__Selected excerpt__.
Information at hand shows that the plan involves launching sporadic but violent attacks in the country’s high density suburbs to galvanise the masses to rise against Government.

Going under the banner ‘Free Zimbabwe Campaign’, the plan also involves a sit-in at the country’s strategic offices, including Munhumutapa Building which houses President Emmerson Mnangagwa’s offices. 

The sit-in project is drawn from Venezuelan opposition leader and American-sponsored Juan Guaido’s failed plan to unseat President Nicolas Maduro using the same strategy. 

Insiders within the MDC Alliance told this publication that funding for the ‘Free Zimbabwe Campaign’ has been secured, with a senior party official working in cahoots with a former youth leader to set the project in motion.

The senior MDC Alliance official, famed for selling the illicit brew commonly referred to as ‘Bronco’, is said to be the holder of the purse for key party programmes and has an account in Namibia, a country he frequently visits. 

But it is in Zimbabwe where real action, according to the US’ wishes, is supposed to be.

__Given data__.
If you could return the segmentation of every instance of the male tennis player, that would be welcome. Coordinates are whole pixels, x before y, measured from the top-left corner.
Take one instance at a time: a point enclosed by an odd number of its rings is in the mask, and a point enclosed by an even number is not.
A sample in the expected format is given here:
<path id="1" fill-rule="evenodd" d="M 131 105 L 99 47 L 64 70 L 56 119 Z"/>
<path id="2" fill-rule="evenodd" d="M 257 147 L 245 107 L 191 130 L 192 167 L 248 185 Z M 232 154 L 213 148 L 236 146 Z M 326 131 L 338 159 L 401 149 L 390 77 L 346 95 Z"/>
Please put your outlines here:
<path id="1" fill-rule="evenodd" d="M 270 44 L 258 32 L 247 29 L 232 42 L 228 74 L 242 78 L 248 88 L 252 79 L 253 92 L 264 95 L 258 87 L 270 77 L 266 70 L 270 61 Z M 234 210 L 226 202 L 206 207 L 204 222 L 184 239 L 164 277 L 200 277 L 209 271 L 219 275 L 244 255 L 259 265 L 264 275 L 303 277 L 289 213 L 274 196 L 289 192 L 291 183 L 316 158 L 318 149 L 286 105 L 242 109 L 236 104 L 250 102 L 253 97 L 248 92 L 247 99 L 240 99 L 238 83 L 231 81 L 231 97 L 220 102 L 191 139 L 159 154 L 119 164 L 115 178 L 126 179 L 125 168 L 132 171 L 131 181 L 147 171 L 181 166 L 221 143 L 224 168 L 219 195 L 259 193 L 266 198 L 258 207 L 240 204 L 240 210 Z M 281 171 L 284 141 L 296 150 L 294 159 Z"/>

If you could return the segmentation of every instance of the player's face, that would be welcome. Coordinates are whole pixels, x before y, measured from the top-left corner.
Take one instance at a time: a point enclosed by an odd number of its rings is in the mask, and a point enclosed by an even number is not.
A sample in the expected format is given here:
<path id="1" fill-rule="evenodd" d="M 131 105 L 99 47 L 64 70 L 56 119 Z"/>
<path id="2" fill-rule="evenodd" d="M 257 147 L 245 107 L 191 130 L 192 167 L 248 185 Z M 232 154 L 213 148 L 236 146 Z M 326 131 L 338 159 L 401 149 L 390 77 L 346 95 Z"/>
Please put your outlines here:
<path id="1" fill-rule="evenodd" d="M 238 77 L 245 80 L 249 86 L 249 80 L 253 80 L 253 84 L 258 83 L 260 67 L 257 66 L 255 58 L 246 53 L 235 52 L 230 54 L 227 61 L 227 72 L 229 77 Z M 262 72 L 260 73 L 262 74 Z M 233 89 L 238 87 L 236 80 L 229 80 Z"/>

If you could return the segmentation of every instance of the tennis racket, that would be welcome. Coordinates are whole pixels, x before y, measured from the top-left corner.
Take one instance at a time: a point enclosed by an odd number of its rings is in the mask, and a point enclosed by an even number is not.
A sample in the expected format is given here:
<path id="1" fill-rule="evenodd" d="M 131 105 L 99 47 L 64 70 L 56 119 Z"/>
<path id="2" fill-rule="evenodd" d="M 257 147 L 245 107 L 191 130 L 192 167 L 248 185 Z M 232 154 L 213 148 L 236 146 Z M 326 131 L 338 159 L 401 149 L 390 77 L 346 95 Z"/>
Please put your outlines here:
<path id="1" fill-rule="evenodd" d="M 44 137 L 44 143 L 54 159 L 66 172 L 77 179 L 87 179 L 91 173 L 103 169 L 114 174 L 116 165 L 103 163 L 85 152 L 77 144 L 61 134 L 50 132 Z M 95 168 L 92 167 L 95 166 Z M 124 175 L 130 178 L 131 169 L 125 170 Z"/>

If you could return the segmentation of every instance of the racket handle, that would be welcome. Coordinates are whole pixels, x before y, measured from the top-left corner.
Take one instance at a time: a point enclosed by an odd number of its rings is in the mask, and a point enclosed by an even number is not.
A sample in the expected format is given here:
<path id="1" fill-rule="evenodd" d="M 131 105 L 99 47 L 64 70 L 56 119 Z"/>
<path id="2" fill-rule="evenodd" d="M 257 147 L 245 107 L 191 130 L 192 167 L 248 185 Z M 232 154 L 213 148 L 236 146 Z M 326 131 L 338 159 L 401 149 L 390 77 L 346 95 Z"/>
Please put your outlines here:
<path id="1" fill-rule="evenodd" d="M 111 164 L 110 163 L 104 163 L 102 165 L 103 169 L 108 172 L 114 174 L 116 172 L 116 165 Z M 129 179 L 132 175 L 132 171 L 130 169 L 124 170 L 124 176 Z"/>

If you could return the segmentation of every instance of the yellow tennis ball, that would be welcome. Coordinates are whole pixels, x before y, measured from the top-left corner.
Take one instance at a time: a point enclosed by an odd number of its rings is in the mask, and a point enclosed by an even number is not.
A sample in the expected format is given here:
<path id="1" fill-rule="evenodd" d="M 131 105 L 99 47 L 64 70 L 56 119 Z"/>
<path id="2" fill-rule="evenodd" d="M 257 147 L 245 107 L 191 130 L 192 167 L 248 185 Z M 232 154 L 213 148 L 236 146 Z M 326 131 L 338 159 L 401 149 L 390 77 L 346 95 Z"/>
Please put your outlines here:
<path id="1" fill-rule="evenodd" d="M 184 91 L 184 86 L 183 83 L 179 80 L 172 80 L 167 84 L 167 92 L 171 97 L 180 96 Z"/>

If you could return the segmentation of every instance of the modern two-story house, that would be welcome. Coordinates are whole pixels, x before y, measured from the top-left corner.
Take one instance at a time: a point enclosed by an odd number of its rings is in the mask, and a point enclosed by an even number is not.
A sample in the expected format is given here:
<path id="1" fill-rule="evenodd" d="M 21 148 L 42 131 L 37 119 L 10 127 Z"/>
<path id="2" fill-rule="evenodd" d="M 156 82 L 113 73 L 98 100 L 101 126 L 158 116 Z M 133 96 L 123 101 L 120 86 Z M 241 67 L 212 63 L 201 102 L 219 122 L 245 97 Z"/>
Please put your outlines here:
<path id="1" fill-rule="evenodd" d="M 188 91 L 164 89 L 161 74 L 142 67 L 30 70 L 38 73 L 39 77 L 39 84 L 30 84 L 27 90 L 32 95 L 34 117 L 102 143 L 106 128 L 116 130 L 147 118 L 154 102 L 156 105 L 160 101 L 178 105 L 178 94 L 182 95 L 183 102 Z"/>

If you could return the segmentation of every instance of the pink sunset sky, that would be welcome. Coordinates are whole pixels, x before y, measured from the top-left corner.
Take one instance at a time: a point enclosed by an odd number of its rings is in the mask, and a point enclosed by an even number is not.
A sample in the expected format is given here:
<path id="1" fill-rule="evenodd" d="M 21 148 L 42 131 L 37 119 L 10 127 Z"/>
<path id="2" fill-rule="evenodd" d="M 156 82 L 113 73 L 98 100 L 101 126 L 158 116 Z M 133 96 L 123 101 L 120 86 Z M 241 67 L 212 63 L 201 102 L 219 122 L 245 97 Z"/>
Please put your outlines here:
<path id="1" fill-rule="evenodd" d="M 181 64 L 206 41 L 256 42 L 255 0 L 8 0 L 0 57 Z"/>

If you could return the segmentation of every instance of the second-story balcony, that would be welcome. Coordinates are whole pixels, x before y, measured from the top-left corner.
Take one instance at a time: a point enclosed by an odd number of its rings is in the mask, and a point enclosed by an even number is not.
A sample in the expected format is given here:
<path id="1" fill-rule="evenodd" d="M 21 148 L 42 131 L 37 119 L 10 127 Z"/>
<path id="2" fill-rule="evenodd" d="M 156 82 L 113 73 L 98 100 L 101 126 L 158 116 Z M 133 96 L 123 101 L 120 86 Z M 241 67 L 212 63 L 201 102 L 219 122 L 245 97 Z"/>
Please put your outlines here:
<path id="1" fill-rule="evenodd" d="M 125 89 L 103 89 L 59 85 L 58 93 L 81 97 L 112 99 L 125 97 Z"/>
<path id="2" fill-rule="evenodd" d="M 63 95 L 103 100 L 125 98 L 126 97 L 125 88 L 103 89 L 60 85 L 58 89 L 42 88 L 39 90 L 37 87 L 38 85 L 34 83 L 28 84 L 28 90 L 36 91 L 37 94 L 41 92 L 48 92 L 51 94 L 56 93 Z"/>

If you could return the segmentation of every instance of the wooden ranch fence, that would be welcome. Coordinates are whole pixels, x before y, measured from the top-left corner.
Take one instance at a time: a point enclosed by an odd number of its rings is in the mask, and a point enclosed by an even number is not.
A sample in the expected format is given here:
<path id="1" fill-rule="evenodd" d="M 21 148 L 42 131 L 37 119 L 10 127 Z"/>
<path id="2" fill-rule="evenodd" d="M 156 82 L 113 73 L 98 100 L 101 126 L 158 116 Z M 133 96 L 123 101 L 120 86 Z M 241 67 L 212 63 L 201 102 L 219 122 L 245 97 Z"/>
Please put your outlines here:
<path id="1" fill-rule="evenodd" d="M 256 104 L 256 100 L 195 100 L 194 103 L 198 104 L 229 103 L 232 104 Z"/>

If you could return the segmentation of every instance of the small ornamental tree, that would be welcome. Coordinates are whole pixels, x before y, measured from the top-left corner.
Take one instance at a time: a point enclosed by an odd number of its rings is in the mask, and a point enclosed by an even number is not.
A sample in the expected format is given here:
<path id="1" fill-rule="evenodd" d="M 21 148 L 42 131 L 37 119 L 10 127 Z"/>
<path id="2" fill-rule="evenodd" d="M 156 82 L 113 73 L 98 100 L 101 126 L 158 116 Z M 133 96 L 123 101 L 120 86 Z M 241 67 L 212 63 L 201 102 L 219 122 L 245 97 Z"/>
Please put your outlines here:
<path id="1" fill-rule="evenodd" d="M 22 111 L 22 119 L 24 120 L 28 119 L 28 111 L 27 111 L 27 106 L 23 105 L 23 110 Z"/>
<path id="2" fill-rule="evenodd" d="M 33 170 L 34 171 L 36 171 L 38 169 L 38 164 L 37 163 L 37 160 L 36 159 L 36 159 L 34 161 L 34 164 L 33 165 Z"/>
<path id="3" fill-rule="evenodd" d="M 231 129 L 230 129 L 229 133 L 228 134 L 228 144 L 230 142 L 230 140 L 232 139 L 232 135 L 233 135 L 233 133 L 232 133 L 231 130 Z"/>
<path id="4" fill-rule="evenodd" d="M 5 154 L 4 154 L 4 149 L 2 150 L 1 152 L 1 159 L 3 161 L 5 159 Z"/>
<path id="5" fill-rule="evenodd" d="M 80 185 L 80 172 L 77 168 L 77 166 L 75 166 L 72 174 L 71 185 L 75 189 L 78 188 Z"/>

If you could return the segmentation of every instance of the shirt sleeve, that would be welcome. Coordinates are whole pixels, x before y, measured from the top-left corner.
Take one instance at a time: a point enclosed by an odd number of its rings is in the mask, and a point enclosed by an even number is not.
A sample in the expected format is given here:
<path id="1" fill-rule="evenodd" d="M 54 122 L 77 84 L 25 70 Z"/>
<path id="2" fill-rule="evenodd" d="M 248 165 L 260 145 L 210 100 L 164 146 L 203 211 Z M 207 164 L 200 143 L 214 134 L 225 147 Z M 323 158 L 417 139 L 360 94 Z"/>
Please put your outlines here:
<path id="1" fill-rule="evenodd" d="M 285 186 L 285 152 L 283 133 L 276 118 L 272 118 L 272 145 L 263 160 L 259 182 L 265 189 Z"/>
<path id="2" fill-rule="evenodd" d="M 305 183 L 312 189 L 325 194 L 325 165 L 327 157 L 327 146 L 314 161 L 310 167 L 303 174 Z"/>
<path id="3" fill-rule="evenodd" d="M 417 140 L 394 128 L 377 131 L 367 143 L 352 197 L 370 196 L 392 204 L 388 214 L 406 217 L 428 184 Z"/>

__Things to do__.
A) Using the excerpt on the Free Zimbabwe Campaign, answer the following:
(i) Which building housing President Emmerson Mnangagwa's offices is named as a site for the sit-in?
(ii) Whose failed plan is the sit-in project said to be drawn from?
(iii) In which country does the senior MDC Alliance official hold an account?
B) Reproduce the entries character for character, starting with the line that contains "of the modern" and ending with the line that contains "181 64 L 206", both lines included.

__The replies__.
A)
(i) Munhumutapa Building.
(ii) Venezuelan opposition leader Juan Guaido's failed plan to unseat President Nicolas Maduro.
(iii) Namibia.

B)
If you could return the segmentation of every instance of the modern two-story house, that would be welcome. Coordinates are whole pixels, x before y, measured from the top-left corner.
Take one instance at a time: a point enclosed by an odd number of its rings is in the mask, and a point enclosed by an even number is not.
A sample in the expected format is given here:
<path id="1" fill-rule="evenodd" d="M 21 148 L 42 131 L 37 119 L 10 127 Z"/>
<path id="2" fill-rule="evenodd" d="M 156 82 L 113 73 L 98 100 L 101 126 L 158 116 Z M 133 96 L 123 101 L 120 86 Z M 241 67 L 212 63 L 201 102 L 219 122 L 245 97 Z"/>
Please put your outlines here:
<path id="1" fill-rule="evenodd" d="M 188 91 L 164 89 L 161 74 L 142 67 L 30 70 L 38 73 L 39 77 L 39 84 L 30 84 L 27 90 L 32 95 L 34 117 L 102 143 L 106 128 L 116 130 L 147 118 L 154 102 L 156 105 L 160 101 L 178 105 L 178 94 L 182 95 L 183 102 Z"/>

If you could return the segmentation of every instance of the pink sunset sky, that would be welcome. Coordinates are whole pixels, x before y, measured from the top-left corner.
Take one instance at a time: a point enclosed by an odd number of its rings is in the mask, and a point enclosed by an even number is not.
A sample in the expected format is given here:
<path id="1" fill-rule="evenodd" d="M 21 148 L 42 131 L 37 119 L 10 127 Z"/>
<path id="2" fill-rule="evenodd" d="M 156 82 L 113 73 L 98 100 L 101 126 L 158 116 Z M 133 96 L 123 101 L 120 86 Z M 241 67 L 212 63 L 201 102 L 219 122 L 245 97 Z"/>
Please put your outlines here:
<path id="1" fill-rule="evenodd" d="M 181 64 L 206 41 L 256 42 L 255 0 L 8 0 L 0 57 Z"/>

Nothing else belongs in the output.